MATERIAL SHOWN ->
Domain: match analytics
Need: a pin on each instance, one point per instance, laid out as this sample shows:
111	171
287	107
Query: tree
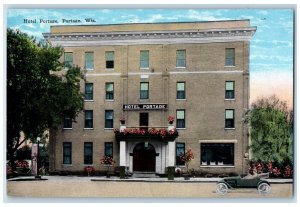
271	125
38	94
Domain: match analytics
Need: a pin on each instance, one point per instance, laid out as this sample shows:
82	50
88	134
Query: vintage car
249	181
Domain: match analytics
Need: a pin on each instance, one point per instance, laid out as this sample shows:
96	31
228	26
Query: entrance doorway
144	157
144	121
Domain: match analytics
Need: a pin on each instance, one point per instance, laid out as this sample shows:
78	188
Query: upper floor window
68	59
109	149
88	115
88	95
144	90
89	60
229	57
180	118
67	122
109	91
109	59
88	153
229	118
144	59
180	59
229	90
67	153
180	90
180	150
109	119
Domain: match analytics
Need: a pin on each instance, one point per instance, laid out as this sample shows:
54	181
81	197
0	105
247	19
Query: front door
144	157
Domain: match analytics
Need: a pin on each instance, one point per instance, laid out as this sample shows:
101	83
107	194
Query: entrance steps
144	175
---
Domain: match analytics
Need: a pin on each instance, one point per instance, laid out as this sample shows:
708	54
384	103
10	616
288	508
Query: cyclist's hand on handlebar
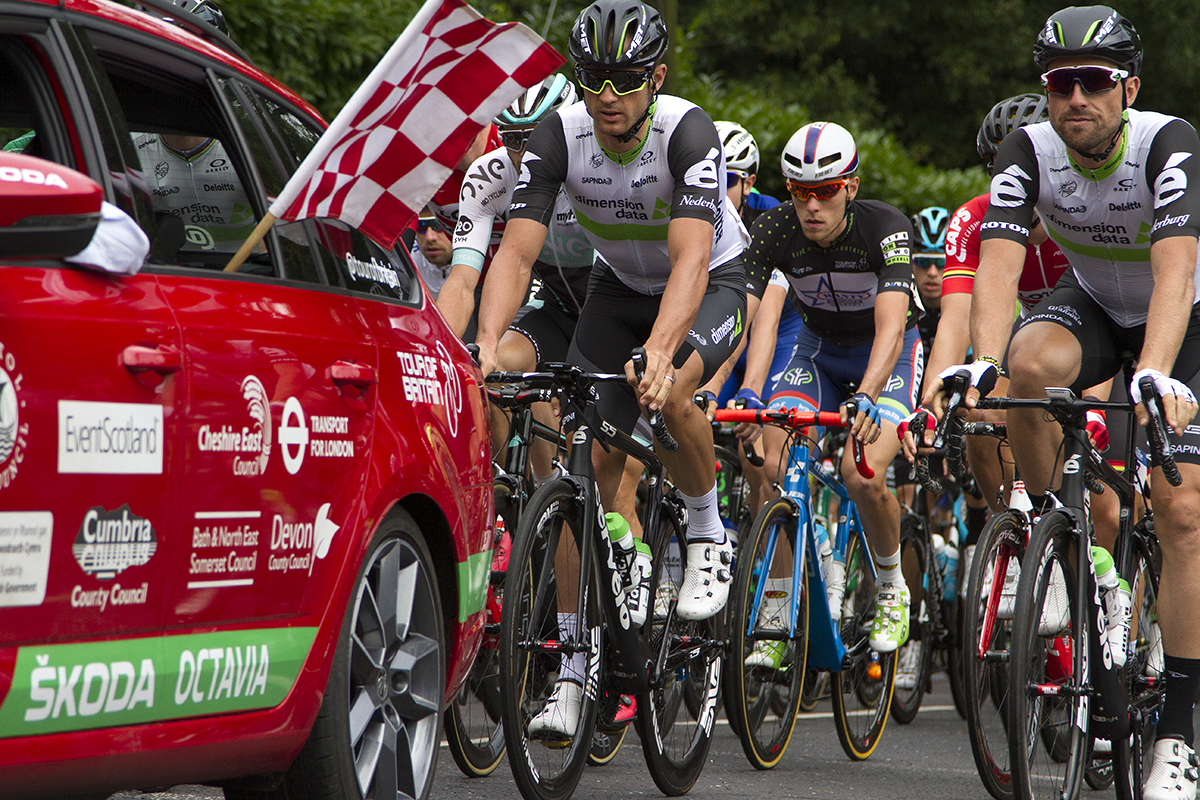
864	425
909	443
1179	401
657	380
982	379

AIM OF THE EXERCISE ->
List every line of the material above that contains the word "Query", copying each line in full. Case counts, so a line qualifies only if the capitalization matches.

ANSWER TO THIS EXERCISE ->
Query: tree
Query: vintage car
Query: entrance doorway
Query: upper floor window
Query: front door
Query: entrance steps
Query: cyclist's hand on handlebar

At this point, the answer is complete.